◆ Data section ◆
-----

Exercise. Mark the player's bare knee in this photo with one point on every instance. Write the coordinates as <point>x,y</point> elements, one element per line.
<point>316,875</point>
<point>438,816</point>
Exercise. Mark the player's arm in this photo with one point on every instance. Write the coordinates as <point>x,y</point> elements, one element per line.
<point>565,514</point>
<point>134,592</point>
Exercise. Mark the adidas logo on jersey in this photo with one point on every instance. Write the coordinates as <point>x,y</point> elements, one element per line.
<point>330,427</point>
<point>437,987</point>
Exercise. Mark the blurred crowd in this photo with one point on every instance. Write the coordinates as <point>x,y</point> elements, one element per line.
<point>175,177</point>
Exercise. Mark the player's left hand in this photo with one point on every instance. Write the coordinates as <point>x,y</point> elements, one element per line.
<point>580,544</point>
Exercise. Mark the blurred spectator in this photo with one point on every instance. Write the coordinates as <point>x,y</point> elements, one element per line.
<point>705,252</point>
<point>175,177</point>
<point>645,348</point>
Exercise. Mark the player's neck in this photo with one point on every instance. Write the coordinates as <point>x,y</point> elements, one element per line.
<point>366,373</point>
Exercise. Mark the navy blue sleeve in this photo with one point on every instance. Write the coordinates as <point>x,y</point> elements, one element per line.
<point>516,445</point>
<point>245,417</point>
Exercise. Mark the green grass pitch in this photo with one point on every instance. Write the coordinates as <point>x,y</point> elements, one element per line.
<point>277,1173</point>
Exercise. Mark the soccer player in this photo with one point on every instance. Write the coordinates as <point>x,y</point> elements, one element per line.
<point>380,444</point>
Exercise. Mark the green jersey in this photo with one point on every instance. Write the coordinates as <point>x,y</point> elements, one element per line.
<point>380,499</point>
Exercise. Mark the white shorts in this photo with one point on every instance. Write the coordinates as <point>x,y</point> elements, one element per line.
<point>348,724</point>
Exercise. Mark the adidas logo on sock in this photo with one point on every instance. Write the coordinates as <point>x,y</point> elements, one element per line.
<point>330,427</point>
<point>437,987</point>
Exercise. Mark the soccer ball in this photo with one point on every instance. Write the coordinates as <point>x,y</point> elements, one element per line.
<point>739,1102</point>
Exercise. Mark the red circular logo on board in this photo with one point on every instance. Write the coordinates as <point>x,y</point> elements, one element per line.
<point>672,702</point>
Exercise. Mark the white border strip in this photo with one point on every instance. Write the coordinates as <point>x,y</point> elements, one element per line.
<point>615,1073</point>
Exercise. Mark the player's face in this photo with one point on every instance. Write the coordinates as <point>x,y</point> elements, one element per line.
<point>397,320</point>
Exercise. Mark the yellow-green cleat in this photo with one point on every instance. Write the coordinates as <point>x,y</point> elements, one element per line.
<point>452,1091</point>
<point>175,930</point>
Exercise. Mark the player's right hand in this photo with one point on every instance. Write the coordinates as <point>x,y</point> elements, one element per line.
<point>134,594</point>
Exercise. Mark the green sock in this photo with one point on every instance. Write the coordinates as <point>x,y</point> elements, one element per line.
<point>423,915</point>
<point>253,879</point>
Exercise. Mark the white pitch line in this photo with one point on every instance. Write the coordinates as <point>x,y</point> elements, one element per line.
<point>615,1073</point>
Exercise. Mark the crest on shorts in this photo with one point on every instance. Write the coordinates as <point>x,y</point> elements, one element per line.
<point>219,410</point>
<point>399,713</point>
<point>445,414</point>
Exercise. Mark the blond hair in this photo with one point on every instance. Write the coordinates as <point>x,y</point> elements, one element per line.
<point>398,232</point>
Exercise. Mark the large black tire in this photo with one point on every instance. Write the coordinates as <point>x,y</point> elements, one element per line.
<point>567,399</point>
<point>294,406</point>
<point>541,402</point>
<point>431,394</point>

-----

◆ Short problem ◆
Starting at the line that contains "Exercise. Mark the blond" and continuing through the end of the items, rewrite every line, including the item wording, and increase each coordinate in the answers by 57.

◆ Full response ◆
Exercise. Mark the blond hair in this photo with one point on every instance. Write the coordinates as <point>x,y</point> elements, one element per line.
<point>455,289</point>
Exercise. Mark the large black tire in this photo with one point on every instance. Write the coordinates as <point>x,y</point> elements, one element per line.
<point>624,456</point>
<point>351,463</point>
<point>598,459</point>
<point>488,451</point>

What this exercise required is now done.